- Textauszug -
────────

# JDOM oder SAX



## PimpEE (21. Feb 2018)

Hallo zusammen,

ich habe mir ein kleines Programm geschrieben das beim Aufruf Daten erhält, anhand dieser Daten werden weiter Daten aus der Datenbank abgerufen und dann werden alle Daten in eine XML Datei gespeichert. 

Ein weiteres Programm überwacht die XML-Datei und sobald die XML-Datei überschrieben wurde reagiert es und nimmt sich die Daten!

Meine Frage ist welchen Parser ich hier für die Erstellung der XML-Datei verwenden sollte, derzeit verwende ich JDOM2. von der Geschwindigkeit ist das alles ok, bin mir aber nicht sicher was dem Speicher angeht.


----------



## mrBrown (21. Feb 2018)

────────

- Material -
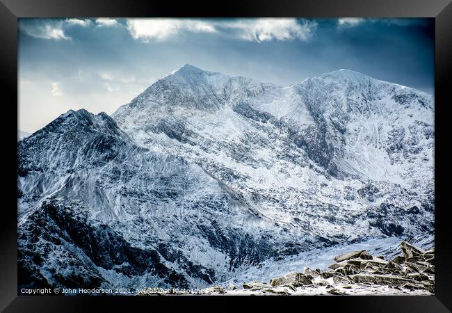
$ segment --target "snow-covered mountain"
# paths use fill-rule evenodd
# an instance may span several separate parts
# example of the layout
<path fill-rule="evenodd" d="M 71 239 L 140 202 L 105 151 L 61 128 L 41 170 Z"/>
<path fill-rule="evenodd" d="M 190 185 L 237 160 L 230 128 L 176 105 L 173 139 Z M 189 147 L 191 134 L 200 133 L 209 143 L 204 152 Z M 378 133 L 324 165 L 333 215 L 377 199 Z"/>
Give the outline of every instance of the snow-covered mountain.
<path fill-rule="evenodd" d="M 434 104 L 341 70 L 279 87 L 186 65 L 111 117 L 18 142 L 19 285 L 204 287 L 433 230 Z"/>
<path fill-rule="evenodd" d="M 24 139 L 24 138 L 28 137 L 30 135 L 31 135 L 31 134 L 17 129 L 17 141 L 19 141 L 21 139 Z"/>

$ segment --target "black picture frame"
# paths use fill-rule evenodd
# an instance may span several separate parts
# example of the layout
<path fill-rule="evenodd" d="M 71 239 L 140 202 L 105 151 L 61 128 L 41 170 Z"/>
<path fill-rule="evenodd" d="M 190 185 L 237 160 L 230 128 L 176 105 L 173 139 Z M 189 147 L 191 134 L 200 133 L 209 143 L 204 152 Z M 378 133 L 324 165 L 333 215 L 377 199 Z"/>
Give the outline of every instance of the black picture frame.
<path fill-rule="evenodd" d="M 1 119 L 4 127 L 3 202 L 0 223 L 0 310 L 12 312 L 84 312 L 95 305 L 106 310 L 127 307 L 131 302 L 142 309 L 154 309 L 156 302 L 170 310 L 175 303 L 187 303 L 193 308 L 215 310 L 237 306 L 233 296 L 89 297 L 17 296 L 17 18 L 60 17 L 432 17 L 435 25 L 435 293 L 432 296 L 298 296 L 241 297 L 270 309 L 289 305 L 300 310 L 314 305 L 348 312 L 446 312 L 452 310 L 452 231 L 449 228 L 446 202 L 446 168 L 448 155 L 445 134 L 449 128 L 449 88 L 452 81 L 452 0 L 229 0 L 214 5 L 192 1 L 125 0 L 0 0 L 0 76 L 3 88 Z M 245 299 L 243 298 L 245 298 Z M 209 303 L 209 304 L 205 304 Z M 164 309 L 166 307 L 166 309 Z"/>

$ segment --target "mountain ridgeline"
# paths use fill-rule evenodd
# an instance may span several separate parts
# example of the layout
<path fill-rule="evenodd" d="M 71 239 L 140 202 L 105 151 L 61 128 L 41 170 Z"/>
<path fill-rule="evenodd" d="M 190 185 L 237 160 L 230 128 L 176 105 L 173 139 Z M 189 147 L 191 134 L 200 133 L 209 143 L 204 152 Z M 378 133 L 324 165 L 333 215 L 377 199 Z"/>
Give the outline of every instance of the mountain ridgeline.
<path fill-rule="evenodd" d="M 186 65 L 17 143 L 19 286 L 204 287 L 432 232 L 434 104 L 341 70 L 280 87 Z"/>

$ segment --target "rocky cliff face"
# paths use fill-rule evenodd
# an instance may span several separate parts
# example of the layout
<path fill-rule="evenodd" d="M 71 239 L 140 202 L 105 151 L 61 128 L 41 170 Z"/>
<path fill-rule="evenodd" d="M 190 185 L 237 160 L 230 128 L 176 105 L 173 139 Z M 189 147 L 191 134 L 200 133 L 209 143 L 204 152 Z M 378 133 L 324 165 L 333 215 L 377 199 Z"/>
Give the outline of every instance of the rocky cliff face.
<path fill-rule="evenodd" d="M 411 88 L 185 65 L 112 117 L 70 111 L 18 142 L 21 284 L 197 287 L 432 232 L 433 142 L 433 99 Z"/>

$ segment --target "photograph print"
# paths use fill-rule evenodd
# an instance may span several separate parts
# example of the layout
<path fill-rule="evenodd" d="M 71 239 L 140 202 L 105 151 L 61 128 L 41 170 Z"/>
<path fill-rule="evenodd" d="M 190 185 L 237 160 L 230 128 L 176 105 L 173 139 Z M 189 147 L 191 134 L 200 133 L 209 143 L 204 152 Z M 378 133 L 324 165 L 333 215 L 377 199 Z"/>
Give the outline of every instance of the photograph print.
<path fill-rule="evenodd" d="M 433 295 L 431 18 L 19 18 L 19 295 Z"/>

────────

- Arbeitsaufträge -
1. Beantworte die folgenden Fragen zum Forenthread über JDOM und SAX.
(a) Welchen Parser verwendet PimpEE derzeit für die Erstellung der XML-Datei?
(b) Was tut das weitere Programm, sobald die XML-Datei überschrieben wurde?
(c) Worüber ist sich PimpEE beim aktuellen Parser nicht sicher?
2. Nenne alle Arbeitsschritte, die laut dem Forenthread über JDOM und SAX das kleine Programm von PimpEE ausführt.
3. Führe den Forenthread über JDOM und SAX nach seiner letzten Zeile weiter.

- Lösungen -
1.
(a) JDOM2.
(b) Es reagiert und nimmt sich die Daten.
(c) Wie es mit dem Speicher aussieht.

2.
- Es erhält beim Aufruf Daten.
- Anhand dieser Daten ruft es weitere Daten aus der Datenbank ab.
- Es speichert alle Daten in eine XML-Datei.

3.
PimpEE hat gesagt.:


> Parser [...] für die Erstellung


Geht es dir um das Parsen oder das Erstellen der Datei?


----------



## PimpEE (21. Feb 2018)

Gute Frage !

Da ja im Grunde alles funktioniert wollte ich einfach fragen ob man hier etwas optimieren könnte.


----------



## mrBrown (21. Feb 2018)

Dazu müsstest du schon wissen, was du eigentlich brauchst...

Und die Antwort dürfte wie so oft sein: Vielleicht.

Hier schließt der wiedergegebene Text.